● Aim of the exercise: Repeat the items word for word, beginning at the first line and continuing through the line that contains "[[390, 98], [154, 28]]", with both ends included. Leave the pictures out of your answer.
** Start of Task inputs **
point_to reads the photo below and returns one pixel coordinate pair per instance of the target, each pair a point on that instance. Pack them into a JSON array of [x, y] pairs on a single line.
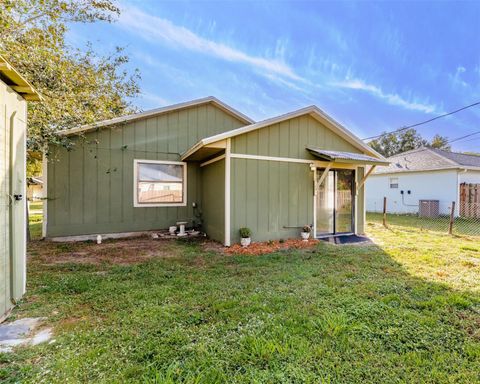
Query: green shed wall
[[270, 196], [90, 188], [13, 117], [213, 200], [290, 139]]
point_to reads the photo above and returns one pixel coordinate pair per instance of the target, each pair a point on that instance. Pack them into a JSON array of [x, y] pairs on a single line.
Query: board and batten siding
[[275, 199], [213, 200], [13, 117], [90, 187]]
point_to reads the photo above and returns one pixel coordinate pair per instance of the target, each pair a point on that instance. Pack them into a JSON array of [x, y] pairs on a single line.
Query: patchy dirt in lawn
[[261, 248], [140, 249], [120, 252]]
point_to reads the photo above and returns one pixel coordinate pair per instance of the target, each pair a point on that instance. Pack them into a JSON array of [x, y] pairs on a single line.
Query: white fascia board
[[158, 111]]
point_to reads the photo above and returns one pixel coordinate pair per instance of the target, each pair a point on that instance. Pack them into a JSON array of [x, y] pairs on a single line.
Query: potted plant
[[306, 232], [245, 234]]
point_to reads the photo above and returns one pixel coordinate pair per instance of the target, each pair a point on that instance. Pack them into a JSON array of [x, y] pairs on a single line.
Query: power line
[[423, 122], [463, 137]]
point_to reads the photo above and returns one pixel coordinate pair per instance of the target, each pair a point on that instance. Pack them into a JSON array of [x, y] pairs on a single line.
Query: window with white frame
[[393, 182], [160, 183]]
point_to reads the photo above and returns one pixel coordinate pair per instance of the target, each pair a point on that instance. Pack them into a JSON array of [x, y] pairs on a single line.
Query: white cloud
[[390, 98], [154, 28]]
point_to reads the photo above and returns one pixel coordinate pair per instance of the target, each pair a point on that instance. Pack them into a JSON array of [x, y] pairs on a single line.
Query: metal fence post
[[452, 219], [385, 212]]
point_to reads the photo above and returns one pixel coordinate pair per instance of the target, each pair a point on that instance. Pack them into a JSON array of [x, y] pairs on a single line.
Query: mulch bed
[[261, 248]]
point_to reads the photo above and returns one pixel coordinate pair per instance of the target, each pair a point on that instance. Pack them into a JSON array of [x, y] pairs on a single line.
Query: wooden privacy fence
[[470, 200]]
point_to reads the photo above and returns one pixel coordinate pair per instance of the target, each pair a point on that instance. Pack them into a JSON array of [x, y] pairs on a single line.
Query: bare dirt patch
[[119, 252]]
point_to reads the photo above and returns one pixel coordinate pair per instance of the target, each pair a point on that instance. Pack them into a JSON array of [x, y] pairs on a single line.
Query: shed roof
[[429, 159], [159, 111], [10, 76], [312, 110], [346, 157]]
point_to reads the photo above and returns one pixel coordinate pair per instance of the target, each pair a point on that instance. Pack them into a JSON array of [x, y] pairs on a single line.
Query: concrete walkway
[[23, 332]]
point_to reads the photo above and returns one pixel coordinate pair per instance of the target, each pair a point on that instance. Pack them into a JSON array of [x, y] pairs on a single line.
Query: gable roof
[[429, 159], [159, 111], [10, 76], [312, 110]]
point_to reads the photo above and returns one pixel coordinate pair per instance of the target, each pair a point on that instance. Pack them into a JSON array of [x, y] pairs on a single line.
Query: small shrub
[[306, 228], [245, 232]]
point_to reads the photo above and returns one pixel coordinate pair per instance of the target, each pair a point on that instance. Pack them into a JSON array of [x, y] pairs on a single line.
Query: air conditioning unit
[[429, 208]]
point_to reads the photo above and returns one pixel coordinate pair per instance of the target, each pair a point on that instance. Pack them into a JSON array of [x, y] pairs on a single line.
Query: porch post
[[227, 192]]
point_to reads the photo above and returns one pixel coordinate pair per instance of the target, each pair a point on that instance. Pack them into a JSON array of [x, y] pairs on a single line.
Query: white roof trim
[[313, 110], [159, 111]]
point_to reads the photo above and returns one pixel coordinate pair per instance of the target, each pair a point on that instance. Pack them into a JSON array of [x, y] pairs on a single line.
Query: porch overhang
[[346, 157]]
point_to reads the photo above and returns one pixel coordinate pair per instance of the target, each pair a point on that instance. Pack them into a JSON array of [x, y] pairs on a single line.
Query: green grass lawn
[[462, 226], [35, 222], [147, 311]]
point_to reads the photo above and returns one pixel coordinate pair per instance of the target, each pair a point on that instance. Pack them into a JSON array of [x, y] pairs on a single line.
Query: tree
[[78, 86], [390, 144]]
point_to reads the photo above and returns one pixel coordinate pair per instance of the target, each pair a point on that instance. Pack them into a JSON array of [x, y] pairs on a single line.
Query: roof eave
[[157, 111], [311, 110], [20, 85]]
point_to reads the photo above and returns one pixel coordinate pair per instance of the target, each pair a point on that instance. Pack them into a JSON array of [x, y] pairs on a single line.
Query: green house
[[204, 163], [14, 93]]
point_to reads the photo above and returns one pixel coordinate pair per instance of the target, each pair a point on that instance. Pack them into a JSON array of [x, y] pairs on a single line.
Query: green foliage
[[79, 86], [245, 232], [306, 228], [394, 143]]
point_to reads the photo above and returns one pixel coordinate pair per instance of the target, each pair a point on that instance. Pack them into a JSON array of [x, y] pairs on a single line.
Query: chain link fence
[[432, 215]]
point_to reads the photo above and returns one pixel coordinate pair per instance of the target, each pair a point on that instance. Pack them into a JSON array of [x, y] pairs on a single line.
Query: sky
[[372, 66]]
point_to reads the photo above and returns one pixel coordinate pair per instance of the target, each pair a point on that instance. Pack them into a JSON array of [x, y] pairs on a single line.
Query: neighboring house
[[14, 92], [34, 188], [205, 163], [437, 176]]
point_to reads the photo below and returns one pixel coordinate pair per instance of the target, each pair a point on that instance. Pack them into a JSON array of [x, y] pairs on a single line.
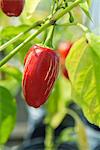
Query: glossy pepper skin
[[40, 72], [12, 7], [63, 50]]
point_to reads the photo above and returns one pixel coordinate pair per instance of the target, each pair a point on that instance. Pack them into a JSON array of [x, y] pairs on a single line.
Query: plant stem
[[49, 145], [53, 19], [12, 53]]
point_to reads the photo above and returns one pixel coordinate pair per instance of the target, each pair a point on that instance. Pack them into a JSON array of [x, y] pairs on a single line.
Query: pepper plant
[[82, 83]]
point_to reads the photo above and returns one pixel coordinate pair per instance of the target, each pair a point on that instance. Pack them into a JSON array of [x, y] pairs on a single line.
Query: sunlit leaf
[[83, 63], [7, 114], [57, 102], [84, 6]]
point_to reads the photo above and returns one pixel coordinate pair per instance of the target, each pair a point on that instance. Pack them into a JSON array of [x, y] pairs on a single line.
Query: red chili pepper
[[12, 7], [40, 72], [63, 50]]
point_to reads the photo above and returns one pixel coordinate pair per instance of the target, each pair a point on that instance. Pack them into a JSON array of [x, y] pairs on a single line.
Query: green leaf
[[7, 114], [12, 71], [83, 63], [30, 7], [57, 102], [11, 78], [84, 6]]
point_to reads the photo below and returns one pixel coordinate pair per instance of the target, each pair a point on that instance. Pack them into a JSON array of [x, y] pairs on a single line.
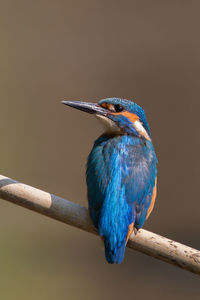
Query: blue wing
[[120, 179]]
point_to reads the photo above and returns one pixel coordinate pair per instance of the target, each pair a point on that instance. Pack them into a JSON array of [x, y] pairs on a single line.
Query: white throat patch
[[140, 129]]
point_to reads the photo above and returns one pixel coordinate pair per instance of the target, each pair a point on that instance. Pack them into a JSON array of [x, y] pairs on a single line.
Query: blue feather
[[121, 174]]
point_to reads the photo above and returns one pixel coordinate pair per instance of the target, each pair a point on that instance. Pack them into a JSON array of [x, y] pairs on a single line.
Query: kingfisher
[[121, 173]]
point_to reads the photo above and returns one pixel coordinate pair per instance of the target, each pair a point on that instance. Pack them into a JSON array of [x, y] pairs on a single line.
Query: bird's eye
[[118, 107]]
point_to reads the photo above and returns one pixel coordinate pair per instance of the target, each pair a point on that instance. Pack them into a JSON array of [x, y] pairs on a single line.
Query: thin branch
[[73, 214]]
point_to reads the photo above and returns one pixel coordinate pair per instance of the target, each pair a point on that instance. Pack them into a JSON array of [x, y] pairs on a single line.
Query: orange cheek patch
[[128, 115], [108, 106]]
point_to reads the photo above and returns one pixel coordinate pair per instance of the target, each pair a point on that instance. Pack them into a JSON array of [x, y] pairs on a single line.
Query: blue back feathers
[[121, 172]]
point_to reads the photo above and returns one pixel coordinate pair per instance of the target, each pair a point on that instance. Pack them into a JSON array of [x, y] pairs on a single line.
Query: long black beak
[[91, 108]]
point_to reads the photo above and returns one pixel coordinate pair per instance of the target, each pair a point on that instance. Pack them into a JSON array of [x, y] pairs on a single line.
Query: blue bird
[[121, 173]]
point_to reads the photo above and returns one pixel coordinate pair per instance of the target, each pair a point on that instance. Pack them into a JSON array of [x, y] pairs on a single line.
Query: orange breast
[[152, 199]]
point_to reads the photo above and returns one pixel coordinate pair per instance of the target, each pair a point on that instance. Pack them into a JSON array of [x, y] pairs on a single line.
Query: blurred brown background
[[88, 50]]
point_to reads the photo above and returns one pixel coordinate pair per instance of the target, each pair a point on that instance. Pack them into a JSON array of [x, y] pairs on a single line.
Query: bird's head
[[119, 116]]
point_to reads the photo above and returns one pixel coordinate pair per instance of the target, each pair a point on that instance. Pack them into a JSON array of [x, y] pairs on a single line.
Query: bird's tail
[[116, 255]]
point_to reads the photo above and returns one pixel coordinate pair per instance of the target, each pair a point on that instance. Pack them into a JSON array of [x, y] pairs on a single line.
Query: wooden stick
[[75, 215]]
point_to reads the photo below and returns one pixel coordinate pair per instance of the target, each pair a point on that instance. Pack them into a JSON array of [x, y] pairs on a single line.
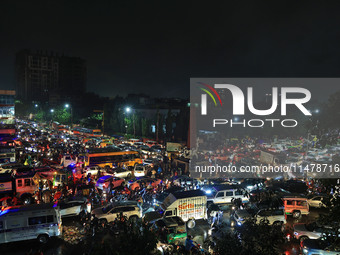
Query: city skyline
[[139, 49]]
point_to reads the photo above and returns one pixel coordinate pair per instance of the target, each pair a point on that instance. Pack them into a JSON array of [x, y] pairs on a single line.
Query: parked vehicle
[[274, 216], [104, 182], [74, 207], [140, 170], [93, 170], [67, 160], [130, 209], [225, 195], [188, 205], [29, 222], [317, 201], [309, 231], [296, 206], [137, 183], [170, 229], [240, 216], [121, 172]]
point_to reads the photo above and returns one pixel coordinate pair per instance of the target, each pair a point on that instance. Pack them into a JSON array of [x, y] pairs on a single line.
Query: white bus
[[38, 221]]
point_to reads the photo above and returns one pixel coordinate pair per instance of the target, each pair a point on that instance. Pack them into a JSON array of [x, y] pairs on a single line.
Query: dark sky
[[155, 48]]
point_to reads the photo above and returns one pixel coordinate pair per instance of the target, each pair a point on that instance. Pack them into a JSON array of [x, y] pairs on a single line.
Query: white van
[[227, 196], [67, 160], [39, 221]]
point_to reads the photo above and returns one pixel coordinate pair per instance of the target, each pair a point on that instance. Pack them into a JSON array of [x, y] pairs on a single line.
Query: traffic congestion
[[65, 190]]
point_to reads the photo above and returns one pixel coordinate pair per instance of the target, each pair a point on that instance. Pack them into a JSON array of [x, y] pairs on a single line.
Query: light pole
[[128, 110], [52, 111], [69, 106]]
** End of Task inputs **
● Answer for the task:
point_to reads the photo below and returns one pixel coordinate pair per instance of the target, each pair a point on that instance. Pack them into a JSON array of [x, y] pairs on a single line.
Query: green shed wall
[[270, 196], [90, 188], [13, 117], [213, 200], [290, 139]]
point_to reads the photo above and returns one pixel coordinate pair per instance of the target, each pair a point on that instance. Pack them into a JSON array of [x, y] pairs on a single line.
Query: board and batten siding
[[275, 199], [213, 200], [13, 117], [90, 187]]
point_to reads the photo above and returns one pixel coordinate pair per instance of the target, each pair a point on that instance. Pack them into a JSON array of [x, y] pairs on a single line.
Query: patchy dirt in lawn
[[261, 248], [140, 249], [120, 252]]
point_to reads the photo above and returns one pixel coordinate pair per instance of the target, each pair a point on that instance. Pack them into a JSON array of [x, y] pairs on a single line.
Query: white fascia board
[[158, 111]]
point_to reads the photo above and returns one pixel coordinate pair per instance of the target, each pair a point on that instance. Pack them into a JSON array of [x, y] pairs on a single line.
Query: potted plant
[[306, 232], [245, 234]]
point_to reads the photo above and returns one pixel coordinate pair per instance of the target, each pair a point on that instance. Pack them into a JSON array of [x, y] pairs on a single line.
Query: power line
[[423, 122], [463, 137]]
point_to reads the photo above and returns one pixel coordinate pair per instance of the target, each pair a point on that instance. Pack them into a JSON array of [x, y] pairs on a single line.
Query: window with white frame
[[393, 182], [160, 183]]
point_to reads the photo above and returns one pixel coordinate pair per instance of the target, each pair a point on that instance. Pack them into a JSON array of [x, y] pairs on a single line.
Query: white cloud
[[390, 98], [154, 28]]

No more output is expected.